TRECHO DA PÁGINA:

Sobre Neil Thomson regenteDiretor artístico e regente titular da Orquestra Filarmônica de Goiás desde 2014, o maestro inglês foi regente titular do Royal College of Music de 1992 a 2006, do qual é membro honorário. Já gravou com a Orquestra Sinfônica de Londres e regeu concertos com as Filarmônicas de Londres, de Tóquio, Nacional Russa, Sinfônicas da BBC e Yomiuri Nippon, além da Osesp. Lecionou no Mozarteum em Salzburgo, na Academia de Música de Cracóvia e em diversos festivais, incluindo o Festival de Inverno de Campos do Jordão.

REGISTROS SALVOS:
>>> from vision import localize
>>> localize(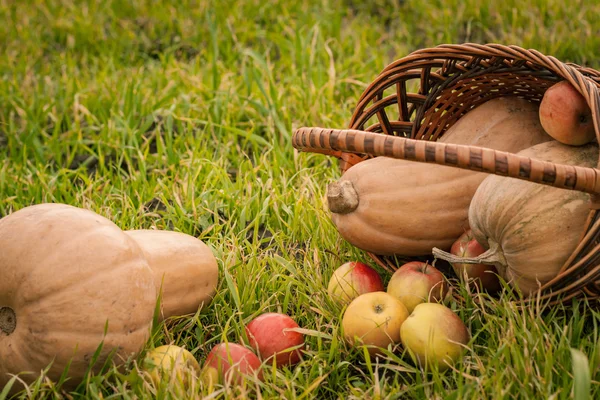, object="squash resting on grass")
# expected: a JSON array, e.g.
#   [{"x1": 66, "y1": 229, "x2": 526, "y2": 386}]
[
  {"x1": 125, "y1": 229, "x2": 219, "y2": 319},
  {"x1": 434, "y1": 141, "x2": 598, "y2": 296},
  {"x1": 327, "y1": 97, "x2": 552, "y2": 256},
  {"x1": 0, "y1": 204, "x2": 156, "y2": 392}
]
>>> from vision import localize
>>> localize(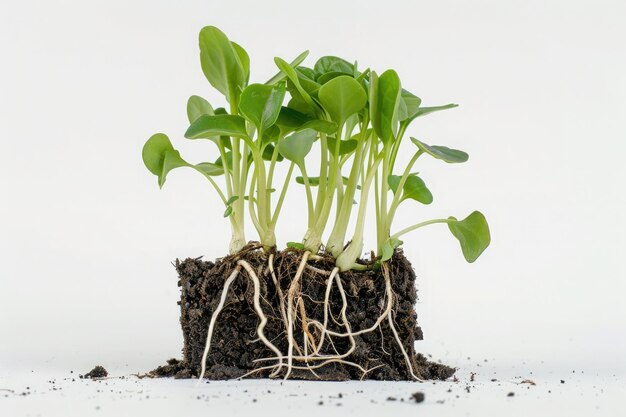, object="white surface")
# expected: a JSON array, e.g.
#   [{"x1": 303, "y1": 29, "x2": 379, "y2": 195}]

SUA TAREFA: Reproduza o texto sobre Neil Thomson entre "Sobre Neil Thomson regenteDiretor" e "Campos do Jordão.", inclusive, pondo "condutor" no lugar de "maestro".

SOLUÇÃO DA TAREFA:
Sobre Neil Thomson regenteDiretor artístico e regente titular da Orquestra Filarmônica de Goiás desde 2014, o condutor inglês foi regente titular do Royal College of Music de 1992 a 2006, do qual é membro honorário. Já gravou com a Orquestra Sinfônica de Londres e regeu concertos com as Filarmônicas de Londres, de Tóquio, Nacional Russa, Sinfônicas da BBC e Yomiuri Nippon, além da Osesp. Lecionou no Mozarteum em Salzburgo, na Academia de Música de Cracóvia e em diversos festivais, incluindo o Festival de Inverno de Campos do Jordão.